■ **STATED PROBLEM**
Pick out every line of the records below that contains the word "white", and copy each such line. Case counts.

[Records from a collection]
————————

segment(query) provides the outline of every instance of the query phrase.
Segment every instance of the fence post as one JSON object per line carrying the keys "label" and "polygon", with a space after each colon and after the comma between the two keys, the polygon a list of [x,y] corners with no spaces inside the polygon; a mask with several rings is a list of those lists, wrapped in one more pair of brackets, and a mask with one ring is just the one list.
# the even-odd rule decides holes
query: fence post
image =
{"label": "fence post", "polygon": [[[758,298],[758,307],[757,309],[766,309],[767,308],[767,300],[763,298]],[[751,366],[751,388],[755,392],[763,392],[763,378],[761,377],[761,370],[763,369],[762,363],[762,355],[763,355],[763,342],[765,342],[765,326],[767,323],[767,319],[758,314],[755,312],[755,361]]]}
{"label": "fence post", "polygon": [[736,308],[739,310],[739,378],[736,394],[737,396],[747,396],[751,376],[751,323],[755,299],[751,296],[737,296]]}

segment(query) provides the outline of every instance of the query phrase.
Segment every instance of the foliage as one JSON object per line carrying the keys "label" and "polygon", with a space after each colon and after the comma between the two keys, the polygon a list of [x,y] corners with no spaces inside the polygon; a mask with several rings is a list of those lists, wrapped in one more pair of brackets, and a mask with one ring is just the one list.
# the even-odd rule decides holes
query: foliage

————————

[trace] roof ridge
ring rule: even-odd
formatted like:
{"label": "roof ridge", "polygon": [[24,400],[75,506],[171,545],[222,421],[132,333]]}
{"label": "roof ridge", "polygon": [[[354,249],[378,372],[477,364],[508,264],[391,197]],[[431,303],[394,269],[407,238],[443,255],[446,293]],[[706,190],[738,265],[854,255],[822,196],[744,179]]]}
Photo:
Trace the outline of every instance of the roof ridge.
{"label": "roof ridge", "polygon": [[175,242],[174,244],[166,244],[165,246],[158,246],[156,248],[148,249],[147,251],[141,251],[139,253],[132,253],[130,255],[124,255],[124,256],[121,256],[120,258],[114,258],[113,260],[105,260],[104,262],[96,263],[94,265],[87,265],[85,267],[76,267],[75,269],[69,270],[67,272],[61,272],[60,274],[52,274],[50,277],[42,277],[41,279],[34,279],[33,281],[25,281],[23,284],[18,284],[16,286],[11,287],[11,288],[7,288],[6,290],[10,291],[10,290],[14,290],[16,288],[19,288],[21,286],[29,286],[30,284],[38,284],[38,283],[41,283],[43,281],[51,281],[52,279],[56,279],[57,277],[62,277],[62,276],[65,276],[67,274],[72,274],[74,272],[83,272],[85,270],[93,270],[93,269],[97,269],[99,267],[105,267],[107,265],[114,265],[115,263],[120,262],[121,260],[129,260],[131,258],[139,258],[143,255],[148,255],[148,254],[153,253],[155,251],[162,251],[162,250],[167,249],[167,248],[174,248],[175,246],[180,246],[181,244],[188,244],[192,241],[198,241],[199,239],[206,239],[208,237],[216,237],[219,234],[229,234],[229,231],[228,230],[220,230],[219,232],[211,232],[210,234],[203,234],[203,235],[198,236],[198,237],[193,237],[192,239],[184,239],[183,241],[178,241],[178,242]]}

————————

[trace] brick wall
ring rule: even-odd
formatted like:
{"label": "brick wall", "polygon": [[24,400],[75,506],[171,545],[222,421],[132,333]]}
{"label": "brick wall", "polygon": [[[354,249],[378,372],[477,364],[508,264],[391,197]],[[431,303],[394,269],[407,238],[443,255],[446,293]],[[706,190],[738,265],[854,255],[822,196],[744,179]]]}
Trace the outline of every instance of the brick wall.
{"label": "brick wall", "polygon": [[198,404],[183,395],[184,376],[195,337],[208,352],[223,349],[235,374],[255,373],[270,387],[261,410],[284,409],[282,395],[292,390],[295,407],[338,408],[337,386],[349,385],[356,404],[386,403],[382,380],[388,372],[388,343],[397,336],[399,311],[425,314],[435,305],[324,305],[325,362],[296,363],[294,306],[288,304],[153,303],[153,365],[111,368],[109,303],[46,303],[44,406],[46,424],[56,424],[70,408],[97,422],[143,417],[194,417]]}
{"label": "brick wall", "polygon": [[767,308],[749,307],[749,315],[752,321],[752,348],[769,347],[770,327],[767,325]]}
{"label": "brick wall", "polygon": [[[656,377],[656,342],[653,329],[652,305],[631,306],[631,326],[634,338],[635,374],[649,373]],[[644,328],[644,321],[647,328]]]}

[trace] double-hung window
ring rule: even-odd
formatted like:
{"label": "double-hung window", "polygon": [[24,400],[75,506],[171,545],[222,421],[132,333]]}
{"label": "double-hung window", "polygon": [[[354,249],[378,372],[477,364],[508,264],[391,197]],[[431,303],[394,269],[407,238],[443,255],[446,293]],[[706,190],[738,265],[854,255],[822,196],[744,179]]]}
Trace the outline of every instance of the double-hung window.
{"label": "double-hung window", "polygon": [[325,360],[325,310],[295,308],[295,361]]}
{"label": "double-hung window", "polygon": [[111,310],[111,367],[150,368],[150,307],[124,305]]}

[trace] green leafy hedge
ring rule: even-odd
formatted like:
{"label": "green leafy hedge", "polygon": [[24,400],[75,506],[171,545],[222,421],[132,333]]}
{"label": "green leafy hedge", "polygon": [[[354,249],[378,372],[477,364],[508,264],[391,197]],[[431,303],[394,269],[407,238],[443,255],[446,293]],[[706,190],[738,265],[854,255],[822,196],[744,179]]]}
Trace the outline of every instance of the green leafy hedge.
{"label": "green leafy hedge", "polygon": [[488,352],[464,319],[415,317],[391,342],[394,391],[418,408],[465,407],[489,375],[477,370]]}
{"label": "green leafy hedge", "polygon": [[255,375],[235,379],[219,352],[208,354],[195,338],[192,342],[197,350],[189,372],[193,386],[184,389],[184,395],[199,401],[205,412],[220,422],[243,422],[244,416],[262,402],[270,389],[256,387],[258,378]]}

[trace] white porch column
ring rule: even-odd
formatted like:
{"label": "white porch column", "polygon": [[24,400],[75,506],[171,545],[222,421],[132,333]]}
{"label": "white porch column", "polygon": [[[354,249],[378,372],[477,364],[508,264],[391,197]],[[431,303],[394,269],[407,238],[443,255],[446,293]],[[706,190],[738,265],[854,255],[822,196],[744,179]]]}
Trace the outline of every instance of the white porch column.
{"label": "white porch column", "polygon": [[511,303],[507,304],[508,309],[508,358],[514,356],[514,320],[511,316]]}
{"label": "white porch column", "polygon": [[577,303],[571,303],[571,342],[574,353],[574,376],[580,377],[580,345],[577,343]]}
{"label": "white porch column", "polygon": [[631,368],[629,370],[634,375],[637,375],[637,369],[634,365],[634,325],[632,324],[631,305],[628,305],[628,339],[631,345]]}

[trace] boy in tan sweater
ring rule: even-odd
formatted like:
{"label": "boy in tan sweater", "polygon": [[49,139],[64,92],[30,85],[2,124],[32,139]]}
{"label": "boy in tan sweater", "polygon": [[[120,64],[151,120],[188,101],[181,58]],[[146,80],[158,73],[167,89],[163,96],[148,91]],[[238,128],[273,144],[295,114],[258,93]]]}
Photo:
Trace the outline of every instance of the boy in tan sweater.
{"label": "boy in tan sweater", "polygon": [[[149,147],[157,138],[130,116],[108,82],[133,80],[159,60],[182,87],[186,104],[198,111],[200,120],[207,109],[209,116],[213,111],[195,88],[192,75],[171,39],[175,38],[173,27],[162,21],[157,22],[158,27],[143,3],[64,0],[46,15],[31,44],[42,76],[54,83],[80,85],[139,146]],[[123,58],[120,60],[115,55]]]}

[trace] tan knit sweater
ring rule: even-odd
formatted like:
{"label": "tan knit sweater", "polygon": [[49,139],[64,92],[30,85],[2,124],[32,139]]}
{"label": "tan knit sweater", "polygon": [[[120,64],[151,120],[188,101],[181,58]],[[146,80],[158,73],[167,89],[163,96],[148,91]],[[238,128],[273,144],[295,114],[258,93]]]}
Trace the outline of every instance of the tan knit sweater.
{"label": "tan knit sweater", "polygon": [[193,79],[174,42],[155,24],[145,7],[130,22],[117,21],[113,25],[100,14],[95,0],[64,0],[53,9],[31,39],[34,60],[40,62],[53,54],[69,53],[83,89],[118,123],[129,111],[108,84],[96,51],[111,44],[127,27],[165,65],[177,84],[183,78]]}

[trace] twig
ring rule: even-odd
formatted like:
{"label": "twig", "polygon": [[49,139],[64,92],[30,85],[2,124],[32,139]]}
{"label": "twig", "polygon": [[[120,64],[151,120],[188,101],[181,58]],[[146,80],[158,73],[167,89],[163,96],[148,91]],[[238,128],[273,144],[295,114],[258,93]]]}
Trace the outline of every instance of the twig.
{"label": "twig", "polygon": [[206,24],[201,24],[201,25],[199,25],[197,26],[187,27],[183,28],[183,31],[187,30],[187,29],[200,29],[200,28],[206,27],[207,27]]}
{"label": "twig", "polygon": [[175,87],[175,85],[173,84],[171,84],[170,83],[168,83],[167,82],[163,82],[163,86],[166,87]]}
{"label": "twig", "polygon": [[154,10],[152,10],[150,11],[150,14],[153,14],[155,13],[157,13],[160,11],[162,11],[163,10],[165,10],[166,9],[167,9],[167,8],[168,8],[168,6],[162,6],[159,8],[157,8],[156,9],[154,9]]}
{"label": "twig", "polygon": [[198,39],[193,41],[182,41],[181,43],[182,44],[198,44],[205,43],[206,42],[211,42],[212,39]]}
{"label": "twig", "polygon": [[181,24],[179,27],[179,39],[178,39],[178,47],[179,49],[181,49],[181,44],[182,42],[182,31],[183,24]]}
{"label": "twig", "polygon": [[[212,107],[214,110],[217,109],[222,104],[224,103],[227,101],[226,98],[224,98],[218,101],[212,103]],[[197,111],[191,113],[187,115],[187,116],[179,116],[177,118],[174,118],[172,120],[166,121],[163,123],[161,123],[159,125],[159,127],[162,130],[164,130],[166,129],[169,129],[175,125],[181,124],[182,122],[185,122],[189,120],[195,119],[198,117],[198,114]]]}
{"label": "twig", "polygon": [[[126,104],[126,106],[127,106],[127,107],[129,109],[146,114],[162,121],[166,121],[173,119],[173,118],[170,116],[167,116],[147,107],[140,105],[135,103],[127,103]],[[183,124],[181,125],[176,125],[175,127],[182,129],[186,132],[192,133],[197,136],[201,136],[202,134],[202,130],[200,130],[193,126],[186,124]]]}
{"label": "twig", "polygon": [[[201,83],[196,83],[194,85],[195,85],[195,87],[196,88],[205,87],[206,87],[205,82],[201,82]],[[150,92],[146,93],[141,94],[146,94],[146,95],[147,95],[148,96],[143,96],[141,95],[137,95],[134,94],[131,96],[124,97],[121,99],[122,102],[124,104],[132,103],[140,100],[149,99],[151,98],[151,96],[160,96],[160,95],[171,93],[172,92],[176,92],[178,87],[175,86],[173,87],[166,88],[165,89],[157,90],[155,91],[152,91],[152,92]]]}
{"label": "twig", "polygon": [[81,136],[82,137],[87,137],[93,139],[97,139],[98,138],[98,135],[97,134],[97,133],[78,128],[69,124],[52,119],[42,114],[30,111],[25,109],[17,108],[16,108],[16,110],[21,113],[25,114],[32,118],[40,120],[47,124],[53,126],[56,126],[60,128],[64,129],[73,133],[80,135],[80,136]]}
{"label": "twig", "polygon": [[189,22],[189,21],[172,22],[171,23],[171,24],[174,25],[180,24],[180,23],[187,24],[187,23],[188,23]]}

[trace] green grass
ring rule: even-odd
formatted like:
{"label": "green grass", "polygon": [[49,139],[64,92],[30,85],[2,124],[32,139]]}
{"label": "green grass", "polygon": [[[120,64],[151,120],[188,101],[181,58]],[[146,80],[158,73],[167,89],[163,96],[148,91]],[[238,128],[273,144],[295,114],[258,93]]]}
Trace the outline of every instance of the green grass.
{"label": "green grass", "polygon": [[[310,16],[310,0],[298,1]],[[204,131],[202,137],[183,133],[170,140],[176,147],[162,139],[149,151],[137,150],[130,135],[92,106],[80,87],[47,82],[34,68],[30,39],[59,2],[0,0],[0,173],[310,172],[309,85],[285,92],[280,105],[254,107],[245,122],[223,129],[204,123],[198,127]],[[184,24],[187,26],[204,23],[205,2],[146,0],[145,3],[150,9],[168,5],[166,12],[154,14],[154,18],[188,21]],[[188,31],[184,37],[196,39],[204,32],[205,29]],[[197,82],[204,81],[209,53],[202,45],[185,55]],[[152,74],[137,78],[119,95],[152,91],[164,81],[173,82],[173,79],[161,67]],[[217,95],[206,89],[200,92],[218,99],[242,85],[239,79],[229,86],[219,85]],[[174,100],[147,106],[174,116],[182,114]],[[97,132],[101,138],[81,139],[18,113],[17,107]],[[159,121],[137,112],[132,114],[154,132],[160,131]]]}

————————

■ **COMPLETED EXERCISE**
[trace] white porch column
{"label": "white porch column", "polygon": [[24,400],[75,506],[171,545],[222,421],[132,333]]}
{"label": "white porch column", "polygon": [[[354,249],[378,372],[477,364],[508,264],[391,197]],[[431,303],[394,269],[407,238],[443,255],[446,293]],[[706,190],[738,265],[854,255],[822,196],[744,179]]]}
Trace the outline of every instance of the white porch column.
{"label": "white porch column", "polygon": [[511,303],[507,304],[508,309],[508,358],[514,356],[514,320],[511,316]]}
{"label": "white porch column", "polygon": [[577,303],[571,303],[571,342],[574,353],[574,376],[580,377],[580,345],[577,343]]}
{"label": "white porch column", "polygon": [[631,368],[629,370],[634,375],[637,375],[637,369],[634,365],[634,325],[632,324],[631,305],[628,305],[628,339],[631,345]]}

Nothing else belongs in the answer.